Give back the whole listing below exactly.

**Provided data:**
+ + + + + + +
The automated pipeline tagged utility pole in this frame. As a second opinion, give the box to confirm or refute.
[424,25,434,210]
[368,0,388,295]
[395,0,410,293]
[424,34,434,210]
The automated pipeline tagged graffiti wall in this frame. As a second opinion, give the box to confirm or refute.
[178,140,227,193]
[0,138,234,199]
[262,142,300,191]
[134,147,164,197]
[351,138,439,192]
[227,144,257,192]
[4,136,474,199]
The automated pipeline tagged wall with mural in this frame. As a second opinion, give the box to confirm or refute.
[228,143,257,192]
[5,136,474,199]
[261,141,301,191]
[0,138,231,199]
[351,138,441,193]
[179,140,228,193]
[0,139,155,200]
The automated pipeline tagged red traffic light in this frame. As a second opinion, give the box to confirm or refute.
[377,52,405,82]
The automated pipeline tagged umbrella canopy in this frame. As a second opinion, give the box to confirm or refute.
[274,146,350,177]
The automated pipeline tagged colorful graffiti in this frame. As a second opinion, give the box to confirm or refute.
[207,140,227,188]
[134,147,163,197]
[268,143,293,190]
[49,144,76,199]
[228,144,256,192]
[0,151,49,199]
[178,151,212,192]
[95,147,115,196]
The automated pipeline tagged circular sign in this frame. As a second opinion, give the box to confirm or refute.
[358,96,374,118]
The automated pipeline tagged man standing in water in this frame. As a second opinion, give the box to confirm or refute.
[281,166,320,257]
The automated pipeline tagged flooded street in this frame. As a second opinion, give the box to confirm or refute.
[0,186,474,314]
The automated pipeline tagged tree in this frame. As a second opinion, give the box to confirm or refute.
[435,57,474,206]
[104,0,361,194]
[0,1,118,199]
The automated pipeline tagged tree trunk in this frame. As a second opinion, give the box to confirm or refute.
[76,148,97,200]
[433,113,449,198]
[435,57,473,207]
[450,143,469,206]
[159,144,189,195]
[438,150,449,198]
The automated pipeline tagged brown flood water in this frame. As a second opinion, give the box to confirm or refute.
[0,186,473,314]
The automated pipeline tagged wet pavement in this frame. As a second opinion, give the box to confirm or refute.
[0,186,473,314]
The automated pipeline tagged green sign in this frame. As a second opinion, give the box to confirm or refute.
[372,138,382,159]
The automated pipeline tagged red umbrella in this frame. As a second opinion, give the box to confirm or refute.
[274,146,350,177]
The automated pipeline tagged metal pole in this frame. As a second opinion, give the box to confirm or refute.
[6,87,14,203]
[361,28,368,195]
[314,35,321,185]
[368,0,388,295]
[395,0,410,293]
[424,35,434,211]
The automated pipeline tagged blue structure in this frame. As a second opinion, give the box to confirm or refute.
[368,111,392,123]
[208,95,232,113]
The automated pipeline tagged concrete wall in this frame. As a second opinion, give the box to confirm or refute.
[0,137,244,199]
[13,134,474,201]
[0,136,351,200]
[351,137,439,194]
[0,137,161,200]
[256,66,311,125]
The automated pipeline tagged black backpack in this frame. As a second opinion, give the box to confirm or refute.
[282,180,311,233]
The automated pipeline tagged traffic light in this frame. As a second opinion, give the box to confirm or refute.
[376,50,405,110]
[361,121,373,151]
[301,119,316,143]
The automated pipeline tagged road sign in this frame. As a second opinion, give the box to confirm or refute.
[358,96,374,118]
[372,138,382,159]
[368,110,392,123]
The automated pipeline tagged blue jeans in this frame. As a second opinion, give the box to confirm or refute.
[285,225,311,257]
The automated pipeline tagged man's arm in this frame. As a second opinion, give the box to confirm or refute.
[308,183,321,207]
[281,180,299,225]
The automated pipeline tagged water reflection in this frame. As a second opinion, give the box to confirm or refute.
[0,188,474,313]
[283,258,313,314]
+ + + + + + +
**Result of this task:**
The automated pipeline tagged utility pole in this frame. As a second opinion, give the box to confirm or refute.
[424,25,434,210]
[368,0,388,295]
[395,0,410,293]
[424,34,434,210]
The automated pipeline tagged graffiti wall in this frame. As a second opinion, give the box to confirm or refute.
[178,140,227,193]
[0,138,234,199]
[262,142,300,191]
[134,147,164,197]
[351,138,439,192]
[227,144,257,192]
[4,136,474,199]
The automated pipeline tagged wall with mural in this frame. As a second opinion, give the box to confirm or refute.
[228,143,257,192]
[5,136,474,199]
[261,141,301,191]
[0,138,231,199]
[351,138,441,193]
[179,140,228,193]
[0,139,155,200]
The automated pipeline tagged red traffic light in this frame. As a second opinion, give the box to confirm or refute.
[377,52,405,82]
The automated pipeline tagged umbrella canopy in this frame. As a second opinion, give the box to confirm or refute.
[274,146,350,177]
The automated pipeline tagged colorful graffiti in this frame. As a second opinion, give the box to confirm or refute.
[207,140,227,188]
[134,147,163,197]
[268,143,293,190]
[49,144,76,199]
[228,144,256,192]
[0,151,49,199]
[178,151,212,192]
[95,147,115,196]
The automated pipeline tagged circular sign in this frame. As a second opinion, give the box to confirm or refute.
[358,96,374,118]
The automated pipeline tagged man standing in water in this frame. As a second opinion, give the box to confirm or refute.
[281,166,320,257]
The automated pipeline tagged flooded street in this frame. As a second opinion, give the box to confirm or refute.
[0,186,474,314]
The automated pipeline tagged tree in this frame. As a second opinion, give the box to confirm or refute.
[435,57,474,206]
[104,0,361,194]
[0,1,118,199]
The automated pipeline tagged tree trunk in this frame. As a second opinion, give the box to confirm or refute.
[76,148,97,200]
[433,113,449,198]
[435,57,473,207]
[450,143,469,206]
[159,144,189,195]
[438,150,449,198]
The automated pipeline tagged brown flood water in this frame. As a second opinion, give the box to confirm or refute.
[0,186,473,314]
The automated pipeline tagged wet pavement in this frame. As a second opinion, give the box to confirm or refute.
[0,186,473,314]
The automated pipeline tagged green sign in this frame. As a second opinion, give the box to confirm or refute.
[372,138,382,159]
The automated pipeline tagged red umbrella in this frame. As a second opinion, give the box to confirm or refute.
[274,146,350,177]
The automated pipeline tagged metal pole in this frame. As a second opinion, give the box to confirm or refute.
[6,87,14,203]
[361,28,368,195]
[314,35,321,185]
[368,0,388,295]
[395,0,410,293]
[424,35,434,211]
The automated pipeline tagged blue structure in this frame. As a second opinion, give the box to confirm or refute.
[368,111,392,123]
[208,95,232,113]
The automated pipeline tagged concrete wall in this frame. As a second opinion, give the box to confirm or refute.
[0,137,244,199]
[13,134,474,201]
[0,136,351,200]
[351,137,439,194]
[0,137,161,200]
[256,66,311,125]
The automated pipeline tagged black backpack in this frame. As a second opinion, give the box to confirm or refute.
[282,180,311,233]
The automated pipeline tagged traffic light in this frame. As a second opinion, give the box to confirm or refute.
[376,50,405,110]
[361,121,373,151]
[301,119,316,143]
The automated pipeline tagged road sign in this frame. As a second opinion, give the box to confirm or refute.
[358,96,374,118]
[372,138,382,159]
[368,110,392,123]
The automated pipeline tagged blue jeans in this frame. As a second opinion, give the box to confirm or refute.
[285,225,311,257]
The automated pipeline tagged man's arm in this frame. As a second opinion, give the box to confirm or refute.
[308,183,321,207]
[281,180,299,225]
The automated pipeline tagged water reflection in this frame. As a second opinion, give the box to confirm or refute.
[0,188,474,313]
[283,258,313,314]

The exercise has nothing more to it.